[WHAT YOU NEED TO DO]:
Only the lines from the start of the entries through the line with "49L182 67L204 71L217" are wanted; please output them exactly.

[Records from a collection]

════════

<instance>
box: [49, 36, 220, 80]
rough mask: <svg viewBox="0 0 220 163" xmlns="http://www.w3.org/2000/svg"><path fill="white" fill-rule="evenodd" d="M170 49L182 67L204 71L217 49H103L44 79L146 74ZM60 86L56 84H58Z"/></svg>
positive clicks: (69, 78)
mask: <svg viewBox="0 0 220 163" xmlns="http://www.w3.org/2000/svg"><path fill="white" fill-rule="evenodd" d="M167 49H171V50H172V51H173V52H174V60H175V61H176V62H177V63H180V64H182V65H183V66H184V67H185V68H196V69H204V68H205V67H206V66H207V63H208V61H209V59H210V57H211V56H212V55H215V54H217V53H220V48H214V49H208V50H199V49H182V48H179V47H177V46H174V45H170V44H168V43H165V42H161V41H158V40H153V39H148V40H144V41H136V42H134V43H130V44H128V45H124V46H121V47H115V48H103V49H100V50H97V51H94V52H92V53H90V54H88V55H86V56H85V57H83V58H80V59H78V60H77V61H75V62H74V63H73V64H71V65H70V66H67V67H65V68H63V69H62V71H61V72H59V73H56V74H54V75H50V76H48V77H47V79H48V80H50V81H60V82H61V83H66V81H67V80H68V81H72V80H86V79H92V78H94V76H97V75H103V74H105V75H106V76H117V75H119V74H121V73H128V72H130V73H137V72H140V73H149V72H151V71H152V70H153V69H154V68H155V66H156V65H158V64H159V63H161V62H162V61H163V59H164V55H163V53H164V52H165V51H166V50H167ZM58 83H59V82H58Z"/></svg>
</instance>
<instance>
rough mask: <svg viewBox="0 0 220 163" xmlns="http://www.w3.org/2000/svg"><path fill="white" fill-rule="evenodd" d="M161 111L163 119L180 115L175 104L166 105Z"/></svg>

════════

[OUTPUT FOR THIS EXERCISE]:
<instance>
box: [49, 36, 220, 80]
rough mask: <svg viewBox="0 0 220 163" xmlns="http://www.w3.org/2000/svg"><path fill="white" fill-rule="evenodd" d="M170 49L182 67L204 71L217 49H103L44 79L146 74ZM60 86L56 84H58Z"/></svg>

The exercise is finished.